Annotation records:

::::

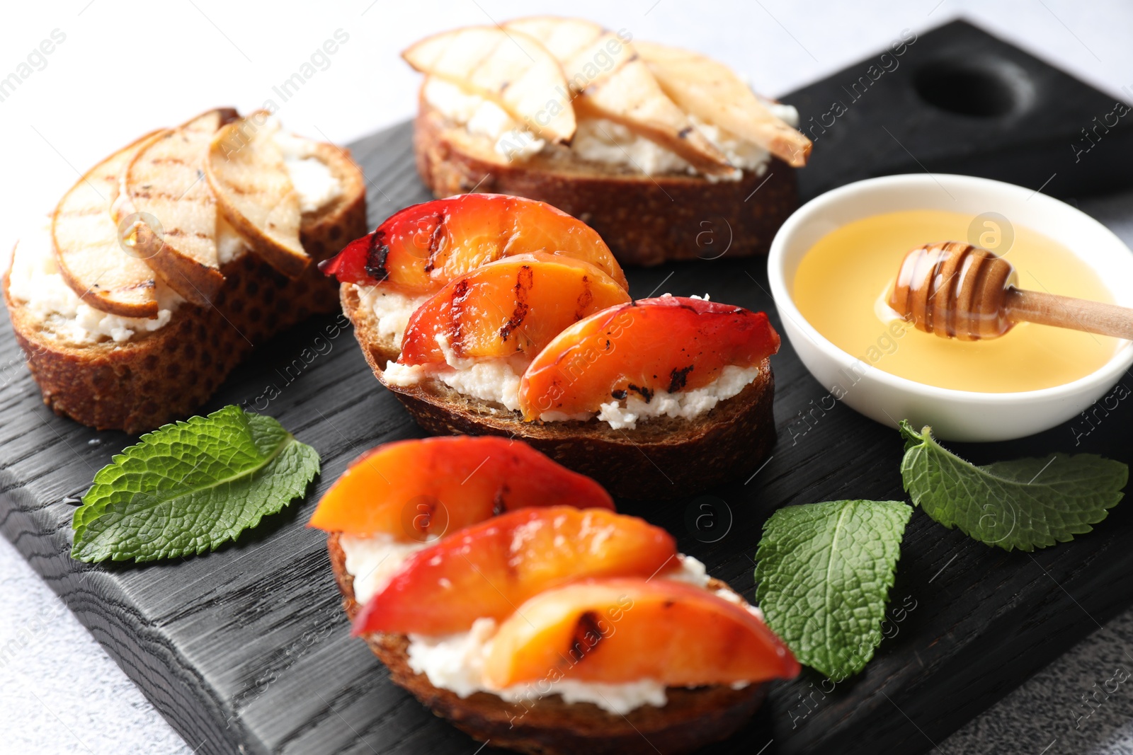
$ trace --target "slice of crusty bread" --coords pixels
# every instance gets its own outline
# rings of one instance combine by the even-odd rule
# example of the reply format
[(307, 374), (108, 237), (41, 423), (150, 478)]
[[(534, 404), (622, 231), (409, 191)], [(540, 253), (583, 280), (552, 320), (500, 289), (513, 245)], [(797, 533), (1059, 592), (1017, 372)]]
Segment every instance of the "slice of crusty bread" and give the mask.
[[(352, 621), (360, 606), (353, 597), (353, 577), (346, 569), (339, 533), (327, 538), (331, 567)], [(729, 585), (709, 580), (710, 590)], [(482, 741), (531, 755), (675, 755), (726, 739), (751, 718), (766, 694), (761, 684), (742, 689), (670, 687), (664, 707), (644, 705), (625, 715), (608, 713), (590, 703), (565, 703), (557, 695), (510, 703), (478, 692), (459, 697), (434, 687), (409, 668), (409, 638), (372, 634), (370, 650), (390, 669), (394, 684), (408, 689), (436, 715)]]
[(436, 197), (467, 191), (546, 201), (594, 228), (623, 265), (765, 255), (799, 206), (794, 169), (773, 158), (739, 181), (638, 171), (571, 156), (551, 146), (508, 161), (420, 97), (414, 121), (417, 172)]
[(739, 395), (693, 420), (651, 418), (632, 430), (615, 430), (597, 420), (525, 422), (519, 412), (465, 396), (440, 380), (411, 387), (385, 383), (385, 366), (397, 360), (400, 350), (378, 333), (358, 289), (343, 284), (341, 298), (374, 375), (433, 435), (520, 438), (623, 498), (674, 498), (735, 480), (757, 469), (775, 445), (775, 377), (769, 360)]
[[(366, 233), (366, 187), (347, 151), (316, 149), (342, 183), (342, 194), (304, 215), (301, 239), (313, 260)], [(254, 254), (224, 265), (213, 306), (182, 303), (170, 321), (125, 343), (71, 344), (54, 337), (8, 291), (16, 340), (43, 403), (57, 414), (99, 429), (143, 432), (199, 407), (254, 346), (314, 314), (338, 309), (338, 292), (315, 264), (288, 280)]]

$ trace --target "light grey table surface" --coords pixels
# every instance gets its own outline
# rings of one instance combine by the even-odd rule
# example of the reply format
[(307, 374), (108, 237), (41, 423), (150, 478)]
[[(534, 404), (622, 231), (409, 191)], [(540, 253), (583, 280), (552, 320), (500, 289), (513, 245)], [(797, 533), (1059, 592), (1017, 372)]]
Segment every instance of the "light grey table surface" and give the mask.
[[(67, 42), (0, 101), (9, 178), (0, 182), (2, 249), (10, 248), (28, 216), (50, 209), (77, 169), (138, 134), (205, 108), (261, 105), (272, 84), (290, 76), (337, 28), (346, 29), (350, 42), (280, 113), (296, 131), (335, 141), (411, 114), (417, 79), (397, 51), (412, 40), (460, 24), (537, 12), (576, 14), (632, 29), (641, 38), (710, 52), (772, 95), (884, 48), (903, 28), (921, 32), (963, 15), (1115, 97), (1133, 98), (1133, 3), (1127, 0), (357, 0), (317, 7), (68, 0), (6, 10), (0, 77), (52, 29), (62, 29)], [(123, 35), (160, 45), (167, 65), (138, 65), (137, 46), (122, 43)], [(108, 87), (108, 80), (122, 80), (122, 71), (130, 74), (126, 88)], [(128, 121), (120, 104), (125, 95), (146, 101)], [(83, 118), (76, 120), (76, 112)], [(1133, 195), (1082, 208), (1133, 244)], [(26, 387), (32, 398), (29, 380)], [(1067, 610), (1077, 610), (1068, 604)], [(1096, 624), (1084, 614), (1082, 620)], [(934, 752), (1133, 754), (1133, 677), (1109, 681), (1131, 672), (1133, 610), (1099, 626), (947, 740), (932, 743)], [(1105, 687), (1108, 693), (1097, 693)], [(1099, 702), (1088, 705), (1083, 696), (1091, 694)], [(187, 755), (198, 745), (181, 740), (0, 539), (0, 753)]]

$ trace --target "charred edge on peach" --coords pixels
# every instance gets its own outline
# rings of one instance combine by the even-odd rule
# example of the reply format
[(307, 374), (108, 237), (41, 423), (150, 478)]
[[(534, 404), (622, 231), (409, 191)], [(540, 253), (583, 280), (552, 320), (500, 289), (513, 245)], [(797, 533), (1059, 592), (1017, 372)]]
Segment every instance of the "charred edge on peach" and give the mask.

::::

REQUIRED TASK >>
Please state how many lines of the entries above contain the string "table", counting only case-sensitive matches. Give the number alone.

FULL RESPONSE >>
2